[Assignment]
Answer these questions using the translation text:
1. Which three values are allowed as a backtranslation metric type?
2. Which two language tags are given as examples?
3. What happens to rows that fail the aggregate quality gate when remove_low_quality is true?

[Provided text]

Translation#

Learn how to take an existing benchmark.parquet from generation, translate it to a target locale, score quality with backtranslation metrics, and export another benchmark.parquet.

The field names, defaults, and validation rules are listed in Translation Configuration Reference. Artifact paths are summarized in Output Files.

What You Configure#

Control

What you set

dataset_path

Absolute or workspace path to the source benchmark.parquet you want translated.

output_dir / expt_name

Where caches and the translated benchmark.parquet are written.

source_language / target_language

BCP-47 style tags, for example en-US and hi-IN.

translation_model_config

Curator experimental translation block: backend_type, params (model, provider, credentials, inference_parameters), plus optional stage and segment_stage maps.

backtranslation_quality_metrics

List of {type, threshold} entries. Each type must be sacrebleu, chrf, or ter; each threshold must be nonnegative. Keep at least one entry so scoring runs; outputs land in quality_metrics.parquet with per-metric scores and is_quality_metric_passed.

remove_low_quality

When true (the default if you omit the key), rows that fail the aggregate quality gate are dropped before the final export. When false, every row is kept so you can inspect scores first.

[Data records]
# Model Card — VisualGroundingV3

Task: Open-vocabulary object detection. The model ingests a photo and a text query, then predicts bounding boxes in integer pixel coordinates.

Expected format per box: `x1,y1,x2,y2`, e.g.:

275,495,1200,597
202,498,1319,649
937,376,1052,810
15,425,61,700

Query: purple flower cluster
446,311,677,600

[Result of the task]
1. sacrebleu, chrf, or ter
2. en-US and hi-IN
3. They are dropped before the final export.